Problem details
Edit the listing below by replacing every "a dot per instance" with "one point for each instance" and leaving everything else unchanged. Give the whole listing again, without the pictures.

------ Excerpted data

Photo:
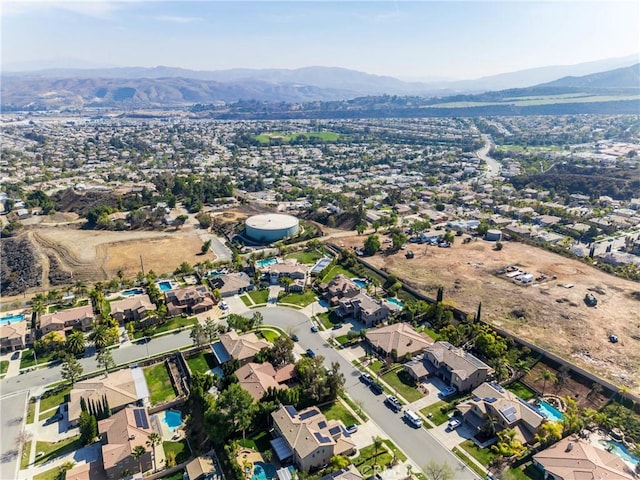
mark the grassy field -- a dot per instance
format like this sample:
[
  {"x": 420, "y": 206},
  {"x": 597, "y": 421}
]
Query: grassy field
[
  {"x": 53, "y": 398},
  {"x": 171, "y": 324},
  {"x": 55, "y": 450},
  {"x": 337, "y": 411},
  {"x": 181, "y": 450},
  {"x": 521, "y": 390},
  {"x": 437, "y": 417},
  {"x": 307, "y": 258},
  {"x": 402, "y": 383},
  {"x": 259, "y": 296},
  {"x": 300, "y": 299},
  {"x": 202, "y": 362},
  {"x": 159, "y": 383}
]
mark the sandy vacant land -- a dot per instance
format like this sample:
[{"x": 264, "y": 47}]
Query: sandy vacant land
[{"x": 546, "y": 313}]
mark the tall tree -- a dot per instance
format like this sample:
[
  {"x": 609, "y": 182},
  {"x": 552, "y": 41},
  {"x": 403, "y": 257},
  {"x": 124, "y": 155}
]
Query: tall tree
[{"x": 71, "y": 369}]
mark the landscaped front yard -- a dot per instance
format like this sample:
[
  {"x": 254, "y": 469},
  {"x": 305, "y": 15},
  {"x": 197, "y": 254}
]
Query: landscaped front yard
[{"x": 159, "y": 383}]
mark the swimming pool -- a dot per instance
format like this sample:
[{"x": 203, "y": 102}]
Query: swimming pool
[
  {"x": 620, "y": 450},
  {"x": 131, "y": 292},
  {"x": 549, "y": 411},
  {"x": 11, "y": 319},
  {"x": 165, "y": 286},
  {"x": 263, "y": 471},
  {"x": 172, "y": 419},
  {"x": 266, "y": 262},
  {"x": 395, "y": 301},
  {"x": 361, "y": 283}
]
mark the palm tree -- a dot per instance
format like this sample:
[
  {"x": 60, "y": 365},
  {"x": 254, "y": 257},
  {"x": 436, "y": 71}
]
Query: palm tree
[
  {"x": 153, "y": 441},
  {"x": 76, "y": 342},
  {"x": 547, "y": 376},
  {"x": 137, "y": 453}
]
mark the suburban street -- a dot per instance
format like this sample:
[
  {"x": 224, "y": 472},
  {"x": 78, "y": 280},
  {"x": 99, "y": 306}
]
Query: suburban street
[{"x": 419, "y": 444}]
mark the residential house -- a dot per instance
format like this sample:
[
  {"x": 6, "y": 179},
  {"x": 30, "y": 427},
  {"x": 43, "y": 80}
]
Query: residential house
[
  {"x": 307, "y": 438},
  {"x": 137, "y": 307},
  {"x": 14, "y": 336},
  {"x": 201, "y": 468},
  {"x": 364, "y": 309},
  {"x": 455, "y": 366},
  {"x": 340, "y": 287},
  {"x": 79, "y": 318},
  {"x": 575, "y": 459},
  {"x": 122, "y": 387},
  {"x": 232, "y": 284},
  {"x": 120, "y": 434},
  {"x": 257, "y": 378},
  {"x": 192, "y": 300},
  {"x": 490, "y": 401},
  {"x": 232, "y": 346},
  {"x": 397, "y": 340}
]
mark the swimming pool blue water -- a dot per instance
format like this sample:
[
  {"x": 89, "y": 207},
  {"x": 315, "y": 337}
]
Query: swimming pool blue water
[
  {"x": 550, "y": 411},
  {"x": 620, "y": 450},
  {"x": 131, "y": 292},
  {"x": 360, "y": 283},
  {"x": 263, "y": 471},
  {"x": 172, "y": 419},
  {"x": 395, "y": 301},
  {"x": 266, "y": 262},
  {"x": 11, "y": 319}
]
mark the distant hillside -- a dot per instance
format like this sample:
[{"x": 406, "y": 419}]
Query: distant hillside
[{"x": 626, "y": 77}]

------------

Answer to this exercise
Photo:
mark the grassy field -- one point for each instance
format like this sample:
[
  {"x": 420, "y": 206},
  {"x": 597, "y": 421}
]
Query: grassy field
[
  {"x": 53, "y": 398},
  {"x": 171, "y": 324},
  {"x": 55, "y": 450},
  {"x": 337, "y": 411},
  {"x": 181, "y": 450},
  {"x": 521, "y": 390},
  {"x": 437, "y": 417},
  {"x": 307, "y": 258},
  {"x": 402, "y": 383},
  {"x": 259, "y": 296},
  {"x": 300, "y": 299},
  {"x": 202, "y": 362},
  {"x": 159, "y": 383}
]
mark the sandy vacant land -- one point for each instance
format like this sample:
[{"x": 264, "y": 47}]
Query: sandy vacant land
[{"x": 546, "y": 313}]
mark the tall tree -- one point for each instance
format like this sample:
[
  {"x": 609, "y": 182},
  {"x": 552, "y": 41},
  {"x": 403, "y": 257},
  {"x": 124, "y": 155}
]
Query: tall tree
[{"x": 71, "y": 369}]
mark the landscaped front yard -- one point for each instance
format like this sample:
[
  {"x": 254, "y": 469},
  {"x": 305, "y": 15},
  {"x": 197, "y": 254}
]
Query: landscaped front yard
[{"x": 159, "y": 383}]
mark the swimming pool -- one point for each instance
format like this sample:
[{"x": 203, "y": 102}]
Query: swimming pool
[
  {"x": 620, "y": 450},
  {"x": 131, "y": 292},
  {"x": 549, "y": 411},
  {"x": 11, "y": 319},
  {"x": 165, "y": 286},
  {"x": 263, "y": 471},
  {"x": 172, "y": 419},
  {"x": 266, "y": 262},
  {"x": 395, "y": 301},
  {"x": 361, "y": 283}
]
mark the palm tree -- one point for each instance
format like this sample:
[
  {"x": 60, "y": 365},
  {"x": 254, "y": 257},
  {"x": 436, "y": 71}
]
Query: palm tree
[
  {"x": 153, "y": 441},
  {"x": 76, "y": 342},
  {"x": 547, "y": 376},
  {"x": 137, "y": 453}
]
mark the suburban street -- one point for each instance
format like this sample:
[
  {"x": 224, "y": 472},
  {"x": 78, "y": 280},
  {"x": 99, "y": 306}
]
Query: suburban street
[{"x": 419, "y": 444}]
mark the residential house -- one point for each instance
format like this sample:
[
  {"x": 6, "y": 179},
  {"x": 30, "y": 427},
  {"x": 43, "y": 80}
]
Query: residential house
[
  {"x": 307, "y": 438},
  {"x": 137, "y": 307},
  {"x": 14, "y": 336},
  {"x": 201, "y": 468},
  {"x": 364, "y": 309},
  {"x": 455, "y": 366},
  {"x": 340, "y": 287},
  {"x": 79, "y": 318},
  {"x": 575, "y": 459},
  {"x": 122, "y": 387},
  {"x": 232, "y": 284},
  {"x": 120, "y": 434},
  {"x": 257, "y": 378},
  {"x": 192, "y": 300},
  {"x": 490, "y": 401},
  {"x": 232, "y": 346},
  {"x": 397, "y": 340}
]
mark the swimming pool blue water -- one point for each instance
format like this sample:
[
  {"x": 89, "y": 207},
  {"x": 315, "y": 337}
]
Query: swimming pool blue water
[
  {"x": 550, "y": 411},
  {"x": 620, "y": 450},
  {"x": 131, "y": 292},
  {"x": 360, "y": 283},
  {"x": 263, "y": 471},
  {"x": 172, "y": 419},
  {"x": 395, "y": 301},
  {"x": 266, "y": 262},
  {"x": 11, "y": 319}
]
mark the distant hillside -- one point for each instance
format like this sample:
[{"x": 406, "y": 419}]
Query: distant hillside
[{"x": 626, "y": 77}]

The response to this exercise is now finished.